** TRY IT **
Reproduce the full text about Jenny Slate word for word.

** DOCUMENT TEXT **
- - -

Jenny Sarah Slate (born March 25, 1982) is an American actress, stand-up comedian, and writer.

Following early acting and stand-up roles on television, Slate gained recognition for her live variety shows in New York City and for co-creating, writing, and producing the children's short film and book series Marcel the Shell with Shoes On (2010–present). She became more widely known as a cast member on the 35th season of Saturday Night Live between 2009 and 2010 and for subsequent roles in the comedic series Bob's Burgers (2012–present), Parks and Recreation (2013–2015), House of Lies (2013–2015), Kroll Show (2013–2015).

- - -

(Natural-language object grounding records)

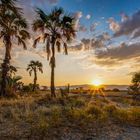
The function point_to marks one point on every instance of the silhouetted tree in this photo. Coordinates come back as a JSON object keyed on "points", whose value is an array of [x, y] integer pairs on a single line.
{"points": [[134, 89], [35, 66], [12, 28], [58, 29]]}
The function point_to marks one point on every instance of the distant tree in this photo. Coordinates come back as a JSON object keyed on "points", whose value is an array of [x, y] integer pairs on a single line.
{"points": [[35, 66], [12, 28], [58, 29], [134, 89], [13, 84]]}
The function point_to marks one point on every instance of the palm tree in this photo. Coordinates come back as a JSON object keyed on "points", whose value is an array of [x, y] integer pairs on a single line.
{"points": [[57, 30], [12, 70], [12, 28], [35, 66]]}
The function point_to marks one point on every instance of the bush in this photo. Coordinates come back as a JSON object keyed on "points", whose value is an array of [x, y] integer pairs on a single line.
{"points": [[94, 110]]}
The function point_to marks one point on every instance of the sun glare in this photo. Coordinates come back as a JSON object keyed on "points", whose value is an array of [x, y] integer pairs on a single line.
{"points": [[96, 82]]}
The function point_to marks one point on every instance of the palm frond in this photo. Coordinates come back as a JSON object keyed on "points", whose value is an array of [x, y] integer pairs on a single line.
{"points": [[48, 51], [58, 44], [65, 49], [38, 24], [36, 41]]}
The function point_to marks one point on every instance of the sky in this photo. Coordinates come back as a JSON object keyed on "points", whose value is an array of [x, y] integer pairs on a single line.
{"points": [[106, 48]]}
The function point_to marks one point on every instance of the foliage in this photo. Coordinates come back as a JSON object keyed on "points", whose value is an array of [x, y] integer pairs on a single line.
{"points": [[134, 89], [57, 30], [35, 66]]}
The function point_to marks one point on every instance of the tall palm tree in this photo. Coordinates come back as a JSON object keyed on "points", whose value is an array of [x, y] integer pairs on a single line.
{"points": [[57, 29], [35, 66], [12, 29], [12, 70]]}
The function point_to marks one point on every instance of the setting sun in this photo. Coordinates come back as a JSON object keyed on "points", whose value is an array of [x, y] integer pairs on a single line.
{"points": [[96, 82]]}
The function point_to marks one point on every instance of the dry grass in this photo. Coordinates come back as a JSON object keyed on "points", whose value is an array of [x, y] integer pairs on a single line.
{"points": [[43, 115]]}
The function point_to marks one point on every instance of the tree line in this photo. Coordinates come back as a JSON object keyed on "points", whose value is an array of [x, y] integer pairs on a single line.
{"points": [[57, 29]]}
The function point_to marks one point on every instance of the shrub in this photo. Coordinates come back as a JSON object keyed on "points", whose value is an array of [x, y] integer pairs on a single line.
{"points": [[94, 110]]}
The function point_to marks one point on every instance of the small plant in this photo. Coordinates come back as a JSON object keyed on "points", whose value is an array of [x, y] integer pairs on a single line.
{"points": [[94, 110]]}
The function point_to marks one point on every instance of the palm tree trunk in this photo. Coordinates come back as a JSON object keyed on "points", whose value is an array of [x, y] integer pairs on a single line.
{"points": [[53, 69], [35, 80], [5, 67]]}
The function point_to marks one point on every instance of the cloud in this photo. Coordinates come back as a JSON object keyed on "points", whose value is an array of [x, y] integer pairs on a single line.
{"points": [[122, 52], [53, 1], [129, 26], [93, 26], [82, 28], [97, 42], [78, 15], [124, 16], [88, 16], [113, 25]]}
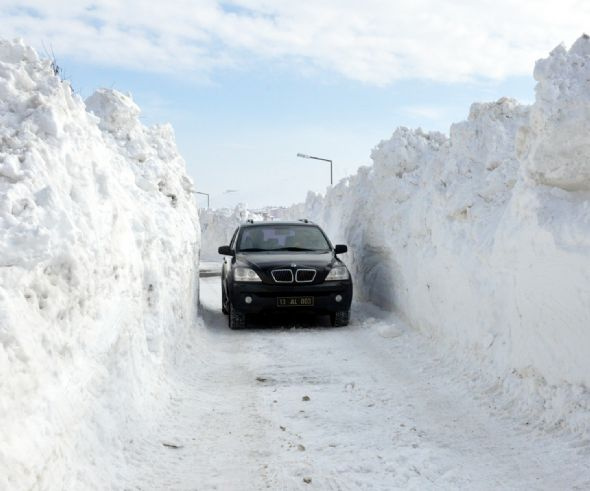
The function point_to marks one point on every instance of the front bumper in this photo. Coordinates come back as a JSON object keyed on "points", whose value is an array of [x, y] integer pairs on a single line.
{"points": [[264, 297]]}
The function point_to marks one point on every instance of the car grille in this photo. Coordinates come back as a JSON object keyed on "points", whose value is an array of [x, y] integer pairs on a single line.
{"points": [[286, 275], [282, 275], [305, 275]]}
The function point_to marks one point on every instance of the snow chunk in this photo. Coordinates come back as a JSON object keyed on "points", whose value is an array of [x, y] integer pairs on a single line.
{"points": [[98, 273], [556, 148]]}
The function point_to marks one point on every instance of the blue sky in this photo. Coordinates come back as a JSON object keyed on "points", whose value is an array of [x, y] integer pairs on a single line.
{"points": [[242, 131], [248, 84]]}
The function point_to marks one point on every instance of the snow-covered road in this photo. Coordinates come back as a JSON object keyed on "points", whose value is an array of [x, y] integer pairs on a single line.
{"points": [[370, 406]]}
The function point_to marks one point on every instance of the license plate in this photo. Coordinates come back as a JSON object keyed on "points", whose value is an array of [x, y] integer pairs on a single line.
{"points": [[295, 302]]}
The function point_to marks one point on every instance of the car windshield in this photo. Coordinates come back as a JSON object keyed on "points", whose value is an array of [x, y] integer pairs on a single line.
{"points": [[267, 238]]}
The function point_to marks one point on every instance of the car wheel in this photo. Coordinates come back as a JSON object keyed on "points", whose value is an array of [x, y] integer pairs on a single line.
{"points": [[237, 319], [223, 300], [340, 318]]}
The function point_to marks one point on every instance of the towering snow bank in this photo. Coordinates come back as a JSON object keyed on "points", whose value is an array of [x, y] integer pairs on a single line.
{"points": [[482, 239], [218, 226], [98, 257]]}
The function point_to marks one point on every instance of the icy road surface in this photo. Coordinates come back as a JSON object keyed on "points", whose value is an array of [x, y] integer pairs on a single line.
{"points": [[369, 406]]}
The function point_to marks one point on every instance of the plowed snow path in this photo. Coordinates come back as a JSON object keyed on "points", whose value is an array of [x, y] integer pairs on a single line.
{"points": [[383, 413]]}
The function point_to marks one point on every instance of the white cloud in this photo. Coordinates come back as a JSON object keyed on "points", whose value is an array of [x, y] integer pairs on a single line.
{"points": [[372, 41]]}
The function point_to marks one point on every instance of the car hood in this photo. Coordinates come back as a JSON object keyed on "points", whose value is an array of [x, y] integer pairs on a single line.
{"points": [[271, 260]]}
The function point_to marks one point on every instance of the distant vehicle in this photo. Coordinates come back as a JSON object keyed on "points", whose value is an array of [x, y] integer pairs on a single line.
{"points": [[284, 266]]}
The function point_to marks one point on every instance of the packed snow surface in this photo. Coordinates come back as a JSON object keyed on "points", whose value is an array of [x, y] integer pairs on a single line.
{"points": [[481, 240], [98, 274], [308, 407]]}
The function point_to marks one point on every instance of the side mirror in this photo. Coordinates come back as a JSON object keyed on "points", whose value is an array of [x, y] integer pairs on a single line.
{"points": [[225, 251], [340, 249]]}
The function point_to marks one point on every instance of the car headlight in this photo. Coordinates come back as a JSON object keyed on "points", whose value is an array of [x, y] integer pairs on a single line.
{"points": [[338, 273], [246, 274]]}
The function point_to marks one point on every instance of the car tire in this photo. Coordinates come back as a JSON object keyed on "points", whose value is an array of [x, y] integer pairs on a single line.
{"points": [[340, 318], [224, 300], [237, 319]]}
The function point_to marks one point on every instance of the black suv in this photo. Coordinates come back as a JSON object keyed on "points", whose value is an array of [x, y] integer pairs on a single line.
{"points": [[280, 266]]}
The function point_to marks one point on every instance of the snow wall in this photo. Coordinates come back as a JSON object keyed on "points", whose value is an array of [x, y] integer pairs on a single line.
{"points": [[482, 240], [99, 247], [218, 227]]}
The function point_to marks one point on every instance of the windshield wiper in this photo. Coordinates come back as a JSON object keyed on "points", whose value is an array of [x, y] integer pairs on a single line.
{"points": [[294, 249]]}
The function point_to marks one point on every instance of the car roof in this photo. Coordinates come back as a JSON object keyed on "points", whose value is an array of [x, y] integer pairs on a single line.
{"points": [[276, 222]]}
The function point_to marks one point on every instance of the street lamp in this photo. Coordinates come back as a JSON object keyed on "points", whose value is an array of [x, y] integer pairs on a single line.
{"points": [[304, 156], [204, 194]]}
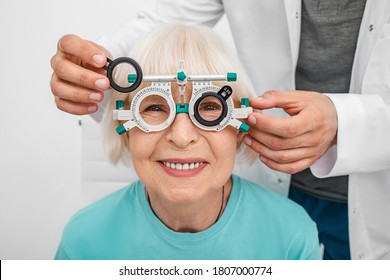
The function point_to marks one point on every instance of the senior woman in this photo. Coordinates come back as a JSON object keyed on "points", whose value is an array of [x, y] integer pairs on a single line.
{"points": [[187, 203]]}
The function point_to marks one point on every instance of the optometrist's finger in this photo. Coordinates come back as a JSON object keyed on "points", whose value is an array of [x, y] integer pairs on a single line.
{"points": [[84, 50], [70, 72], [75, 108], [277, 143], [280, 156], [74, 93]]}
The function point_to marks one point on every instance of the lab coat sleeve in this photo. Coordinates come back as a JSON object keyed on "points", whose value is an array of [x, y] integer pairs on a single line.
{"points": [[195, 12], [363, 137]]}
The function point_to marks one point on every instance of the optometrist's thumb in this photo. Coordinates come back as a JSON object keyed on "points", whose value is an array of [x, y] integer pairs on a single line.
{"points": [[271, 99], [86, 52]]}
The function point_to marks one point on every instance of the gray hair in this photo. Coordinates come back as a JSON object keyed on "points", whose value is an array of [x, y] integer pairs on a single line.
{"points": [[159, 52]]}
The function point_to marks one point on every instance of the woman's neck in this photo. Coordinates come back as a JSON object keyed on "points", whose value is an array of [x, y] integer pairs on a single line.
{"points": [[195, 216]]}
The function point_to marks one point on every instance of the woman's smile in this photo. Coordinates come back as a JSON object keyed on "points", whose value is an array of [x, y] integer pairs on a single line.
{"points": [[183, 167]]}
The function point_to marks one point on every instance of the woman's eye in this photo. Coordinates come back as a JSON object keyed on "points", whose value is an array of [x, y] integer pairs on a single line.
{"points": [[210, 107], [155, 108]]}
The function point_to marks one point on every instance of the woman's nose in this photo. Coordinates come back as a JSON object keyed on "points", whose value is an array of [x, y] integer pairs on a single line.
{"points": [[182, 131]]}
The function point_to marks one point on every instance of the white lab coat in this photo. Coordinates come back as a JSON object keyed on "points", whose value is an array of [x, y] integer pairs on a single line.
{"points": [[266, 34]]}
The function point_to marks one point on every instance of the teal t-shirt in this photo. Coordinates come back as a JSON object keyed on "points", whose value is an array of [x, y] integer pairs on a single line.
{"points": [[256, 224]]}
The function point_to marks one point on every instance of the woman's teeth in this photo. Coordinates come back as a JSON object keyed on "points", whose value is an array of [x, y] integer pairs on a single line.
{"points": [[183, 166]]}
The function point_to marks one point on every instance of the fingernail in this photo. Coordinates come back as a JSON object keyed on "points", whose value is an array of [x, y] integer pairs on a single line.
{"points": [[99, 59], [262, 159], [252, 119], [92, 109], [101, 84], [248, 141], [95, 96]]}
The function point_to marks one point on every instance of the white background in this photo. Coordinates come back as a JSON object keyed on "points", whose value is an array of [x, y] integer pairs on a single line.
{"points": [[40, 146]]}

- - -

** TASK SOLUTION **
Jenny Sarah Slate (born March 25, 1982) is an American actress, stand-up comedian, and writer.

Following early acting and stand-up roles on television, Slate gained recognition for her live variety shows in New York City and for co-creating, writing, and producing the children's short film and book series Marcel the Shell with Shoes On (2010–present). She became more widely known as a cast member on the 35th season of Saturday Night Live between 2009 and 2010 and for subsequent roles in the comedic series Bob's Burgers (2012–present), Parks and Recreation (2013–2015), House of Lies (2013–2015), Kroll Show (2013–2015).